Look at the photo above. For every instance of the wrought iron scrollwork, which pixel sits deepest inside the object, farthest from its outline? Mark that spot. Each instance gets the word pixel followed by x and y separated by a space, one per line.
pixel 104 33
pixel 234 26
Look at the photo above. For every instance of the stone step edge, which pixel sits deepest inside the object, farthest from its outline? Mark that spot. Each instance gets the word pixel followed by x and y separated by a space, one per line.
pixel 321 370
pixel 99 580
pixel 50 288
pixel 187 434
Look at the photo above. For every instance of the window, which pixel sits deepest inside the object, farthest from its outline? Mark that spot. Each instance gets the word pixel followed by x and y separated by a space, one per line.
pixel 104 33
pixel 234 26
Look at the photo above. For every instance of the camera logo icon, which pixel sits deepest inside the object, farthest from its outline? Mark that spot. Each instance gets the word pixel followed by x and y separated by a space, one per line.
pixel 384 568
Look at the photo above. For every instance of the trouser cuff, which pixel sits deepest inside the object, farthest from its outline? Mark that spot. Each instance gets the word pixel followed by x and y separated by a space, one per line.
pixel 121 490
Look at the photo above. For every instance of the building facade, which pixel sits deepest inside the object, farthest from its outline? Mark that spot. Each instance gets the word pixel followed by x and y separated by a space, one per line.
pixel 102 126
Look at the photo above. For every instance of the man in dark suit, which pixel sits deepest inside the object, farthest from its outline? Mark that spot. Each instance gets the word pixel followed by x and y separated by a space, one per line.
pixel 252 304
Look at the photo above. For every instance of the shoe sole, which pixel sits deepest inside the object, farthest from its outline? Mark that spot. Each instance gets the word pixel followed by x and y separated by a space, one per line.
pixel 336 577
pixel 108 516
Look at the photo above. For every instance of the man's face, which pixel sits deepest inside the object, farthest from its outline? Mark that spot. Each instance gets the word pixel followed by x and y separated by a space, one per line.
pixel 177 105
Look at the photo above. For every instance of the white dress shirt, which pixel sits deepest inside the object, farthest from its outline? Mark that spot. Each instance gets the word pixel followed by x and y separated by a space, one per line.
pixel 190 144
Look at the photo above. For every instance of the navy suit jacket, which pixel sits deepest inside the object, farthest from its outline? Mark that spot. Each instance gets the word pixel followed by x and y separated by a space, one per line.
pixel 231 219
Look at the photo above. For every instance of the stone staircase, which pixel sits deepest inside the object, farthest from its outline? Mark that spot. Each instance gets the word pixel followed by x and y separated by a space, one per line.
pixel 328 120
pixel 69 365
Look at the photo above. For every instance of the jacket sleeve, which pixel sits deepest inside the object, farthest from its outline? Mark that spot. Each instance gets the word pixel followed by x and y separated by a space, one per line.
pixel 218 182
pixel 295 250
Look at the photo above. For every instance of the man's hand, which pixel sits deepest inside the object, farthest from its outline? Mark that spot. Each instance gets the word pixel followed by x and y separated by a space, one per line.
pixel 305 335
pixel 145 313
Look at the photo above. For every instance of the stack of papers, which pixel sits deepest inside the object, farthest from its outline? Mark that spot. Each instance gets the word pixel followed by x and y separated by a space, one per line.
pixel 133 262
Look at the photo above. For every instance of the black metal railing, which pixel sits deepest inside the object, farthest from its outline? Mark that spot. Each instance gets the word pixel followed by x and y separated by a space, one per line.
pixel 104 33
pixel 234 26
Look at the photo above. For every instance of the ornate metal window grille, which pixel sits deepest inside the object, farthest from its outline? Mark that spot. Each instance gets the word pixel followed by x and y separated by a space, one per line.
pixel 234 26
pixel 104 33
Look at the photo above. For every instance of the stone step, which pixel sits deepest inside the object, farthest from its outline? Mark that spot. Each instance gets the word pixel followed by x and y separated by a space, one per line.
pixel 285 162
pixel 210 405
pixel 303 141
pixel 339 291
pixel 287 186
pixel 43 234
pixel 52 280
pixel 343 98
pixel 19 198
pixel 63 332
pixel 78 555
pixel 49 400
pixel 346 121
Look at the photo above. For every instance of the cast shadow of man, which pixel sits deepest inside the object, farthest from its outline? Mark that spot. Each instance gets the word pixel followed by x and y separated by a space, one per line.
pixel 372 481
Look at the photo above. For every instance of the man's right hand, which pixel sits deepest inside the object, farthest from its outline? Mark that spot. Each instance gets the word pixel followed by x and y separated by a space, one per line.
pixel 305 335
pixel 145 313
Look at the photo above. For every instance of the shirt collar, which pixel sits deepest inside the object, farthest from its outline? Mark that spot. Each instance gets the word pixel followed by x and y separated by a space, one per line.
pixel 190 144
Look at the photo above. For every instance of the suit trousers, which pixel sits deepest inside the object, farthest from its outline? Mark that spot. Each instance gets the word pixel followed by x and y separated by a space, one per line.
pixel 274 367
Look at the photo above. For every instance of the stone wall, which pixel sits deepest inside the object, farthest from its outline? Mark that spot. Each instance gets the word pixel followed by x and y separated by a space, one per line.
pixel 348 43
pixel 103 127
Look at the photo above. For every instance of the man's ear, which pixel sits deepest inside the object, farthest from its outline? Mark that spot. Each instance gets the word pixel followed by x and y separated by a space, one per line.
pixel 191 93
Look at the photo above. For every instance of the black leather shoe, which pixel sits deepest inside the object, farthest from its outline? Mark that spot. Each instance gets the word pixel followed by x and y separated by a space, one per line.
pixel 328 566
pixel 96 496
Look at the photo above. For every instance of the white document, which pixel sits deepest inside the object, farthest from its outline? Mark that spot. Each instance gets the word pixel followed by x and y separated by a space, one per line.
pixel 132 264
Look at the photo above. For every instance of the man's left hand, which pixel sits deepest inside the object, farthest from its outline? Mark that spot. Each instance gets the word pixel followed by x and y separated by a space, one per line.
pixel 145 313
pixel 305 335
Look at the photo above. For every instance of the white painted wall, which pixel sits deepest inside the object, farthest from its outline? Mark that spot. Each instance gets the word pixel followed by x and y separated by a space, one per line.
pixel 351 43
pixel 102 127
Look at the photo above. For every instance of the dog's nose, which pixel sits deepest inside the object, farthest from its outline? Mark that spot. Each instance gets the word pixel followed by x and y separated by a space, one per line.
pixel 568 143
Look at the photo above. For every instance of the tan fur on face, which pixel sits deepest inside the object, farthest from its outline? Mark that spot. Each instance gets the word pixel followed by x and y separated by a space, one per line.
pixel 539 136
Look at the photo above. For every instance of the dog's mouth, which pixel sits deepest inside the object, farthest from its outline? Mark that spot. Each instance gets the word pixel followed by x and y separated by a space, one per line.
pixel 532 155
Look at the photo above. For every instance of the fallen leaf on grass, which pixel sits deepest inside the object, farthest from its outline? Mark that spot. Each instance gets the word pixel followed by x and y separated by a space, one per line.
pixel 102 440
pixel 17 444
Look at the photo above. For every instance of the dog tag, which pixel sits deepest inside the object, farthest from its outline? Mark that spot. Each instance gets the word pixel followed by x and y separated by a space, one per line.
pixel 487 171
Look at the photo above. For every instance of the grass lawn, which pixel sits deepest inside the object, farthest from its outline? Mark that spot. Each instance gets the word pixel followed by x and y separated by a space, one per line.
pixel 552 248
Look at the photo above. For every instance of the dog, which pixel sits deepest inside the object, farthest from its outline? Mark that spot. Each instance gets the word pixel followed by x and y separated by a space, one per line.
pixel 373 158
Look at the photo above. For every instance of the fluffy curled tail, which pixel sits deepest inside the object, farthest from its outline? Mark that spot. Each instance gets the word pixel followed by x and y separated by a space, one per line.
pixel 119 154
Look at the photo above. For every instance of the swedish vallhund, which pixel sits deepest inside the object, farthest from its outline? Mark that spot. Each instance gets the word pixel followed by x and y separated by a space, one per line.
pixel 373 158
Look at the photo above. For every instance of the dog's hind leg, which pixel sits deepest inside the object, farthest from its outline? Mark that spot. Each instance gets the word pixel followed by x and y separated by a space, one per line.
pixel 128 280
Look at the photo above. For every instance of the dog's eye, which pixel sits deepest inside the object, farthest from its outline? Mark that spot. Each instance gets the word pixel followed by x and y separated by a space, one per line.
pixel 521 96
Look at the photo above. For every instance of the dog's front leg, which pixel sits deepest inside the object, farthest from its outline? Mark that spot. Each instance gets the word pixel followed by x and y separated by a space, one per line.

AIM OF THE EXERCISE ->
Please output the line that contains "Look at the photo above. For every instance of the swedish" and every line after it in the entries above, exactly, and nothing more.

RESPONSE TO THIS EXERCISE ->
Look at the photo above. For every instance of the swedish vallhund, which pixel sits deepest inside the object, farthest from its outline? Mark that spot. Each instance gets the word pixel followed by x and y separated by a space, one per line.
pixel 373 158
Look at the photo above. For every instance of the dog's hind leg, which pixel sits deepest inside the object, farthest from its outline? Mark that spot. Each instance gets the word pixel followed by x and y separated by a space, one per line.
pixel 128 280
Look at the photo above. For every instance of the dog's eye, which pixel sits deepest inside the object, farthest from its outline? Mark that spot. Each instance gets the word pixel followed by x and y separated by a space, one per line.
pixel 521 96
Look at the photo above. For every instance of the dog's front leg, which pixel sits deepest inside the object, farthest from its outline? Mark that spot. Each instance gets the word pixel followed by x and y separated by a space, one per line.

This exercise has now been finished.